Task instructions:
1: Answer these from the text on abortion, one line each:
(a) According to the first paragraph, what does moral teaching stand or fall on?
(b) In the words quoted in the second paragraph, which view of when life begins is called the one assumed in scripture?
2: Carry the text on abortion forward, starting right after its final sentence.

Exercise text:
++++++
I am convinced that the way ahead for abortion opponents is to accept the imperical fact that moral teaching stands or falls on personal acceptance, not social coercion via legislation. If all of us could understand that a nation that protects both women’s freedom of choice and the voice of moral persuasion to oppose it will likely see fewer abortions than a nation that makes illegal what in the end has to be grounded in the freedom of personal moral choice.
Please advise the scripture(s) that support this – “life beginning at actual birth is another (the one assumed in scripture, by the way).”
++++++
Given records:
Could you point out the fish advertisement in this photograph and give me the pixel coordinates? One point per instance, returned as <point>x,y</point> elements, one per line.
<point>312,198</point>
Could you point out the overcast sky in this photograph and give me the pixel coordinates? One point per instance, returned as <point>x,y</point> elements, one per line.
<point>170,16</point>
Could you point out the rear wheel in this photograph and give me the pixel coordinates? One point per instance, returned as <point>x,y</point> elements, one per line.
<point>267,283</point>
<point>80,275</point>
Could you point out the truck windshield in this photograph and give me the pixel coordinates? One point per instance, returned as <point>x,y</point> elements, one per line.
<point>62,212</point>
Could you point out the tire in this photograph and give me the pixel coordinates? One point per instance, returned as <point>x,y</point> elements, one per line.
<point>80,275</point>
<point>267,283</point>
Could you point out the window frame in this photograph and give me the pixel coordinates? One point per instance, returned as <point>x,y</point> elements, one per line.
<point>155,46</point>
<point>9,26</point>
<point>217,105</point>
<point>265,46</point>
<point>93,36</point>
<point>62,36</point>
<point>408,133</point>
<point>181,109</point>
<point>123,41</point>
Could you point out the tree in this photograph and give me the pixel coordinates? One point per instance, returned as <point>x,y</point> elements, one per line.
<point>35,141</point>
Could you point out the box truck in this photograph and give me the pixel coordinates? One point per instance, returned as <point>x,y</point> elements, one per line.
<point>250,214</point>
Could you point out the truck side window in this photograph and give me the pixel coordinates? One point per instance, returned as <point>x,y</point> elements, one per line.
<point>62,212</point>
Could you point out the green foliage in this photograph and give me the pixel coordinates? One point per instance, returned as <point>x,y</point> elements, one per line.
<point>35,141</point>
++++++
Set of answers:
1:
(a) Personal acceptance, not social coercion via legislation.
(b) Life beginning at actual birth.

2:
I acknowleged long ago that abortion is a cultural symptom. Both abortion and infantacide have existed throughout mans history. Only when humanity becomes more aware of the sacredness of all of creation, supplants his narrow human understanding with enlightened spiritual awareness will he create cultures based on truth, beauty and goodness. Such cultures will be wholly understanding of natural flaws such as those found in genes and errant beliefs and practices founded in base fears, desires and ego to become co-creators of of systems that correct these and provide nurturing, loving, life affirming environments wherein no woman must even consider abortion. No current reason would be relevant. Every life would be known to be an extention of the creator through the flesh of each adult, youth and infant. All would be seen as if a tea light; spiritual flames in material vesels. It brings tears to my eyes to know this destiny is still so very far off; but that it IS a destiny is solace for those in the future who will look back on our journey and shed a tear of gratitude that we eventually crossed that threshold. Let all of us who can foresee such a future speak of it often so that we edge ever closer at a quicker pace.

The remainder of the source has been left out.